_ACTIONS TO TAKE_
• a. In the commentary on sputum proteins in asthma, rewrite the passage between "Here we are, after" and "asthma, is not it?", inclusive, swapping "clinicians" for "physicians".
• b. Write what comes next in the commentary on sputum proteins in asthma, picking up after its final sentence.

_TEXT UNDER STUDY_
The findings and message of the paper are rather straight forward. Namely, the authors found two proteomics-driven groups of subjects as defined by PCA and PLS-DA. Not unexpectedly, there were significant differences between patients with asthma and controls revealing differential expression of 23 amongst 1126 sputum proteins covering a large range of networks related to immunity, inflammation, protease activity, angiogenesis etc. Seven proteins in each subgroup of asthma showed significant differences with controls, separately. However, the major result of this study is represented by the absence of significant differences in sputum proteins between the three clinically defined subgroups of asthma: classical, cough and chest tightness variant asthma. This is rather unexpected, since if anything one would have anticipated, that there would have been biological differences between such divergent clinical categories of the disease.

Here we are, after laborious deep phenotyping various clinical categories of asthma, the patients merely express an “asthma” fingerprint at the sputum protein level. Despite the fact that it is widely appreciated that divergent biological networks are underlying the traditional clinical diagnosis of asthma, the harvest of the present study just confirms the common clinical labeling as “asthma”. Therefore, the clinicians may have been right after all: it is nothing more or less than asthma, is not it?

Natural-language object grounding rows
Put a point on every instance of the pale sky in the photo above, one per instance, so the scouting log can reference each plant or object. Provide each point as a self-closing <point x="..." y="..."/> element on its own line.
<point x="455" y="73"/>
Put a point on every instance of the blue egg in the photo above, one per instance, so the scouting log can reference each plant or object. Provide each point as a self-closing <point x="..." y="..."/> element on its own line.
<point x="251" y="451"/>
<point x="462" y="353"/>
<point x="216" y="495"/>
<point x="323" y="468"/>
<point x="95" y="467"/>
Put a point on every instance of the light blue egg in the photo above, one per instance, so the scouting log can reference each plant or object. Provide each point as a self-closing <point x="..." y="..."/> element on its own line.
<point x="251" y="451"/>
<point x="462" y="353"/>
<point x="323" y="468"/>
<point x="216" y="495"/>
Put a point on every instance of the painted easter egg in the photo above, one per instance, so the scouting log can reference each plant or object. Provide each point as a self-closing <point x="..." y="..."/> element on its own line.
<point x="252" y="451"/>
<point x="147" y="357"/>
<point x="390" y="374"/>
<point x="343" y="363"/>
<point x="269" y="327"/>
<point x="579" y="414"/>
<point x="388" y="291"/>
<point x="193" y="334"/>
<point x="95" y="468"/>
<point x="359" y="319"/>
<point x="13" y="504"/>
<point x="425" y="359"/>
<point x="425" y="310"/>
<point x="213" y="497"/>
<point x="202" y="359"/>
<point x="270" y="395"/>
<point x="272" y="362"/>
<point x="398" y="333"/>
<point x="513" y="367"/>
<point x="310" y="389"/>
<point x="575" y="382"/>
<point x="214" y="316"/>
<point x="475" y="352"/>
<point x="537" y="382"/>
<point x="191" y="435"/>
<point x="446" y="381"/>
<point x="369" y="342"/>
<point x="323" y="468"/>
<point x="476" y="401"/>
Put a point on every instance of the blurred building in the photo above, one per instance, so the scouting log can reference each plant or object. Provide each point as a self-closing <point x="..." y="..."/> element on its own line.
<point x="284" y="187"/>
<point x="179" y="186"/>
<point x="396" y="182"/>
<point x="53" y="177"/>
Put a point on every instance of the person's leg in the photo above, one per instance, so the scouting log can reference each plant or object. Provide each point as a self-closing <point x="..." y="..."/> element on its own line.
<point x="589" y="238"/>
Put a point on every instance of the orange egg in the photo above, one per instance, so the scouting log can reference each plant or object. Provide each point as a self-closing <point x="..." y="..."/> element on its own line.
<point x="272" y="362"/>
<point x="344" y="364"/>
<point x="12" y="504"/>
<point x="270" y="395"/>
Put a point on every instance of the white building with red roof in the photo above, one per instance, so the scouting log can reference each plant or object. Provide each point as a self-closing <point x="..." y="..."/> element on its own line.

_YOUR RESPONSES_
• a.
Here we are, after laborious deep phenotyping various clinical categories of asthma, the patients merely express an “asthma” fingerprint at the sputum protein level. Despite the fact that it is widely appreciated that divergent biological networks are underlying the traditional clinical diagnosis of asthma, the harvest of the present study just confirms the common clinical labeling as “asthma”. Therefore, the physicians may have been right after all: it is nothing more or less than asthma, is not it?

• b.
When looking more closely into the three clinical asthma groups in this study, apparently each group represented overlapping profiles of biological markers such as serum IgE, sputum, blood eosinophil counts and exhaled nitric oxide [4]. Hence, the alternative view at these data may be that the present clinical categories of classical, cough, and chest tightness variant asthma are each representing “complex” heterogeneous biological networks that are not related to “simple” clinical features such as the presence or absence of cough and chest tightness. Indeed, recent sputum data shows distinguishable molecular fingerprints (transcriptomics) amongst asthmatic patients [5]. The biologist’s view may therefore be that the clinicians are using irrelevant subgroups with regard to the biological mechanisms of asthma. It is not unlikely that clinical judgement only, lacks the tools to distinguish the molecular features of the disease. We tend to support the latter scenario, even though it does not help the patients who will rightly keep on asking the clinicians “why am I so heavily coughing, doctor?”

Part of the solution might be provided by sampling. The present study focused on sputum. There is new evidence that biological networks that are discriminative between clinical asthma categories do not match between sputum, bronchial brushings, nasal brushings and blood [6]. It could also be attributed towards inconsistency in obtaining rightly characterized clean sputum samples which is known to be a pervading concern [7]. This indicates that sampling just a single compartment doesn’t reveal the entire driving biology. This may have been the case in this study by Cao et al. and underlines the necessity of utilizing local as well as systemic samples in the deep phenotyping of asthma stitching information from different layers aided by multivariate systems approaches.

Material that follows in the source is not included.